== DATA IN THIS EXERCISE
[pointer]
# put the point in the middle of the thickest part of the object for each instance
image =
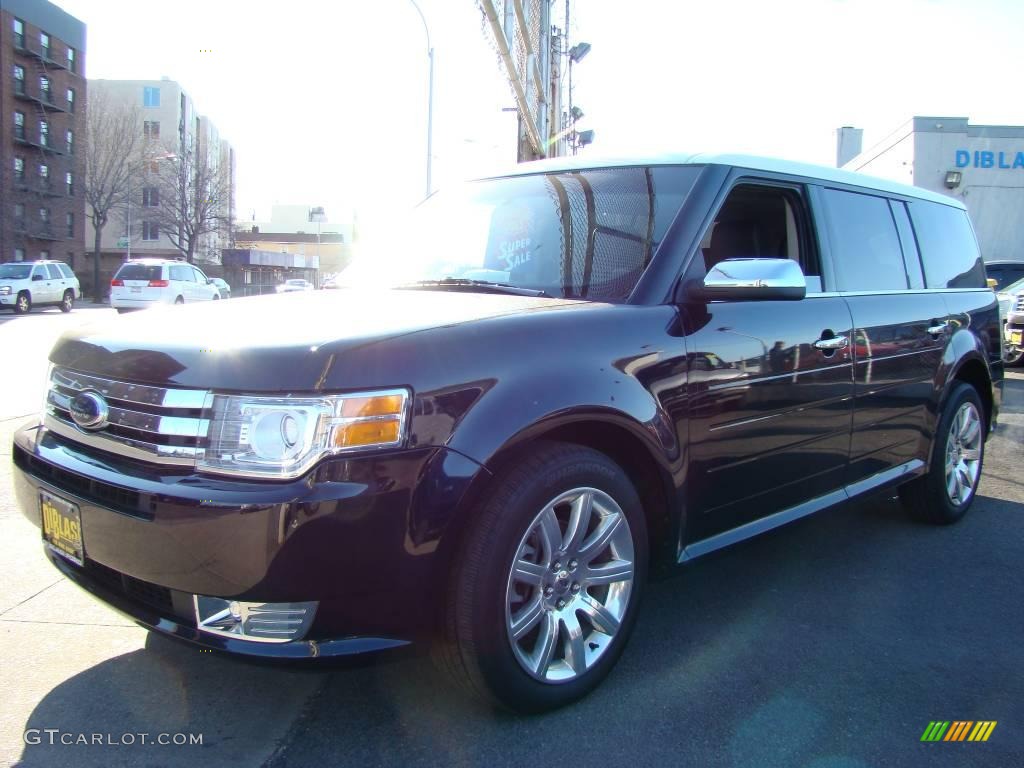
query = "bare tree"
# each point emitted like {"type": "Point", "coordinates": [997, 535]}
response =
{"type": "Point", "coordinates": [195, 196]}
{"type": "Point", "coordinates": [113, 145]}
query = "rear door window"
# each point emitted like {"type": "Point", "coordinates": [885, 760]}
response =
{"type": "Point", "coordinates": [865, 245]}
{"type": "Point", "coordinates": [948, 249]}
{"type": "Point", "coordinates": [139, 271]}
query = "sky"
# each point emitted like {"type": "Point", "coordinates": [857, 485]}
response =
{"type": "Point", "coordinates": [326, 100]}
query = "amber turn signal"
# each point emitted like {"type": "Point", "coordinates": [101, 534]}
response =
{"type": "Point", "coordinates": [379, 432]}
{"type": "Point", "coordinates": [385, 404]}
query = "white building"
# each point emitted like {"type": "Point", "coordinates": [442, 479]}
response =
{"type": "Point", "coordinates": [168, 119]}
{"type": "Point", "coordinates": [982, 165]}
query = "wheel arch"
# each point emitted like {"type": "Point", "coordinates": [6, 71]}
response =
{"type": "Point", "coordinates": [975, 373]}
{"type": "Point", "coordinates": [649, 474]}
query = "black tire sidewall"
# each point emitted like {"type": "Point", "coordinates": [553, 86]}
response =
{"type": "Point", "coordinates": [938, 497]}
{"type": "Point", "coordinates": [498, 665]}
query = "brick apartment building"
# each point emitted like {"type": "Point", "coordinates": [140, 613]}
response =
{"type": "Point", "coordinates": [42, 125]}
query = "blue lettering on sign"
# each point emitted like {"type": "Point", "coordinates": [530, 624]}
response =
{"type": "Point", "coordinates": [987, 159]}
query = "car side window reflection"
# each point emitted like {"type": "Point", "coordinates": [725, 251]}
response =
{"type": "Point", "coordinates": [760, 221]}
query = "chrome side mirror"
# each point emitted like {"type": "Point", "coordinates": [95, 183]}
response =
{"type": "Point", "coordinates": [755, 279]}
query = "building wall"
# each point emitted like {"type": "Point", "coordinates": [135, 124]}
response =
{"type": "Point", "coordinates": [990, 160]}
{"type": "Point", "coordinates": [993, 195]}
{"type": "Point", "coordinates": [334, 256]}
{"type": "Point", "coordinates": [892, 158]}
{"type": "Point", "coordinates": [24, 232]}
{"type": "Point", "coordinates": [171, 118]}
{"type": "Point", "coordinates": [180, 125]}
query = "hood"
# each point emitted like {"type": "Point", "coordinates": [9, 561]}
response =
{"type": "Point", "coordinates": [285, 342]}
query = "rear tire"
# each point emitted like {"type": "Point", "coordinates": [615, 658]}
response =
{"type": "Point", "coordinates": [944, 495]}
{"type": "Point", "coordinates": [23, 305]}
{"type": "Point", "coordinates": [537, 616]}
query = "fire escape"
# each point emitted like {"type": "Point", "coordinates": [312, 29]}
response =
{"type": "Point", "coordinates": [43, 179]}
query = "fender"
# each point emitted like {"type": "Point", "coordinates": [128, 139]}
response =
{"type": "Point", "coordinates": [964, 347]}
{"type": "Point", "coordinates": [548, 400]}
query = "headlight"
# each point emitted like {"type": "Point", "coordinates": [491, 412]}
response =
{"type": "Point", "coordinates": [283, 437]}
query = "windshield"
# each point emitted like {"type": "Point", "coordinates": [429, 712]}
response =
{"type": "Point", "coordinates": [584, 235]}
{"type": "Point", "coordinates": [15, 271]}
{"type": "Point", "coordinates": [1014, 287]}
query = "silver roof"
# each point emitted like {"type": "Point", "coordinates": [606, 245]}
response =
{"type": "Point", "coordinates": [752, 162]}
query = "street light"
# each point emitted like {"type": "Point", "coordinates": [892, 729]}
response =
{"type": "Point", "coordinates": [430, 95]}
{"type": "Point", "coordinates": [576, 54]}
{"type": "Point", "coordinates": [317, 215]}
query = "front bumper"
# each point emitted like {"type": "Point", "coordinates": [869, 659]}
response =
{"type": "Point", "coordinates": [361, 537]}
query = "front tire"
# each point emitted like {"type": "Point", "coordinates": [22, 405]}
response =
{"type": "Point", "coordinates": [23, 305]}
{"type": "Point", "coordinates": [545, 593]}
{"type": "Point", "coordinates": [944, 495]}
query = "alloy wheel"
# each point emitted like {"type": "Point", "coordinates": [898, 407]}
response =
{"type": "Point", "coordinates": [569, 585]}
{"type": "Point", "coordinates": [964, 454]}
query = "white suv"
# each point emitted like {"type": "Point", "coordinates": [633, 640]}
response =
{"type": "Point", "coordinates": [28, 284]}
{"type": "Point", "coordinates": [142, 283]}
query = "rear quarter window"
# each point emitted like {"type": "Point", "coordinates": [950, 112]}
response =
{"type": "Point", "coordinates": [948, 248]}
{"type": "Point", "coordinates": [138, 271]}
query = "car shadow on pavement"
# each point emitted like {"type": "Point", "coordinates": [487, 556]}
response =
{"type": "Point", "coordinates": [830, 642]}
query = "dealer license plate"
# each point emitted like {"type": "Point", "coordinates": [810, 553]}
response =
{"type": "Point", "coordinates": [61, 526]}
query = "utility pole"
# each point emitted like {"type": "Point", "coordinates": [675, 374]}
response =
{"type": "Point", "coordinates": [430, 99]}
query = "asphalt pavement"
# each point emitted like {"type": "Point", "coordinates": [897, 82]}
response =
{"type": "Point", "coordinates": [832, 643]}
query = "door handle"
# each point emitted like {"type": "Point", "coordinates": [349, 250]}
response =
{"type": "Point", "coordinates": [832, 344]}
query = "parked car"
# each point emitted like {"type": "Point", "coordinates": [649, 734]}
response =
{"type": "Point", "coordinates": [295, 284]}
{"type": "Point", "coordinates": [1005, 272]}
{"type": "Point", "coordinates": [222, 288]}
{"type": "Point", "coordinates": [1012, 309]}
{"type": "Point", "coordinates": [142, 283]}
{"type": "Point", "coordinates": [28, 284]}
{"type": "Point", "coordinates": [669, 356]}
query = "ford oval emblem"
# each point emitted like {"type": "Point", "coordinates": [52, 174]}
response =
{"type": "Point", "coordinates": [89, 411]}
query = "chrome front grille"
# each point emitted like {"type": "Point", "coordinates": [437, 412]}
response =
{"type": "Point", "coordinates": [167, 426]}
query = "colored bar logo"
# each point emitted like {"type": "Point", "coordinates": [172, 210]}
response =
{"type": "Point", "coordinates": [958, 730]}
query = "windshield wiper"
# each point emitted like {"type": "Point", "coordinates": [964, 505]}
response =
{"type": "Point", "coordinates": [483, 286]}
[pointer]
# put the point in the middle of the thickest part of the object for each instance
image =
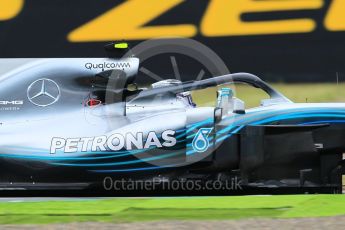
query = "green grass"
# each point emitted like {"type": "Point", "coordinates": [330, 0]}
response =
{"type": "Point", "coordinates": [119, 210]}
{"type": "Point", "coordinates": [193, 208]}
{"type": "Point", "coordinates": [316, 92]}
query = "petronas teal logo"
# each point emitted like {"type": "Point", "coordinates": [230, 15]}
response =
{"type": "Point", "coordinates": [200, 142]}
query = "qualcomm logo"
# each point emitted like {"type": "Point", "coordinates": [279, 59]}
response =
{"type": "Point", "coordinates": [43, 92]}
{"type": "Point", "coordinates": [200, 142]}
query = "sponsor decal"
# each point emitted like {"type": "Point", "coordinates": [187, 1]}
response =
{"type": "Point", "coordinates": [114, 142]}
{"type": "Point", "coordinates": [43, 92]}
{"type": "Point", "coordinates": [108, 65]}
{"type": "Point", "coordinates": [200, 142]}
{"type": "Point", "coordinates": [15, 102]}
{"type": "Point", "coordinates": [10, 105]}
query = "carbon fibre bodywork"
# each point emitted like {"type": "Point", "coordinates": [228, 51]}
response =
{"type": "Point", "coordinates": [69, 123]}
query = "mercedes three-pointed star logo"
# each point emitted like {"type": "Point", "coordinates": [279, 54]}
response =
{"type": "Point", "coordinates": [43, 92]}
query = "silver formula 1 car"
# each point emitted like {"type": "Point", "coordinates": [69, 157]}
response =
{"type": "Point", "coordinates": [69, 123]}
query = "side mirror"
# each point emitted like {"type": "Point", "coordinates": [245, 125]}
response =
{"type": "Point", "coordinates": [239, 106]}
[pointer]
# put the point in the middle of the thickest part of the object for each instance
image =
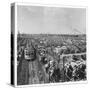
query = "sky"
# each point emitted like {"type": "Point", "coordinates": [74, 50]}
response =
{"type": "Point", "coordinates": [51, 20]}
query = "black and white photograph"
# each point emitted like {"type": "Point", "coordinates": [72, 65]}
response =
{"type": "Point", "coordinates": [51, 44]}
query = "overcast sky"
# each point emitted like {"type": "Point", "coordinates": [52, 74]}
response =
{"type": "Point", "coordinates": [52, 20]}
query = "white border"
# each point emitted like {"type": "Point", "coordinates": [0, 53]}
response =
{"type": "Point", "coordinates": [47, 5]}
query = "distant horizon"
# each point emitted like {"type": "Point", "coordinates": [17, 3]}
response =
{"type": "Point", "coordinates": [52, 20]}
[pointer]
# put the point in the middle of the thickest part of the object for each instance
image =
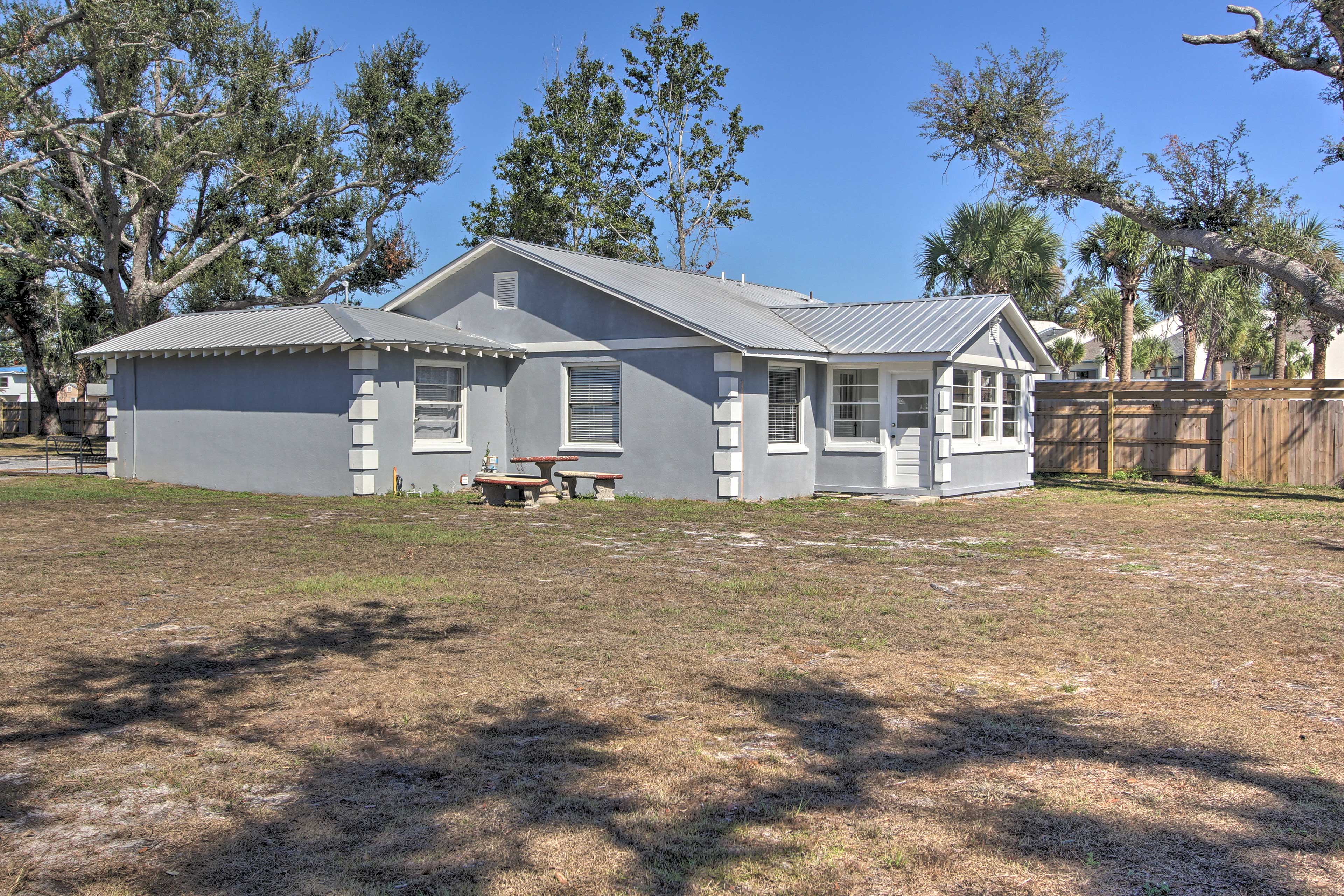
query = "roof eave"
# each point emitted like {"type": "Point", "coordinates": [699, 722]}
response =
====
ACTIVITY: Could you please give the number of lines in the data above that contain the word "white"? Only the number is needed.

EXPECTED OUTPUT: 4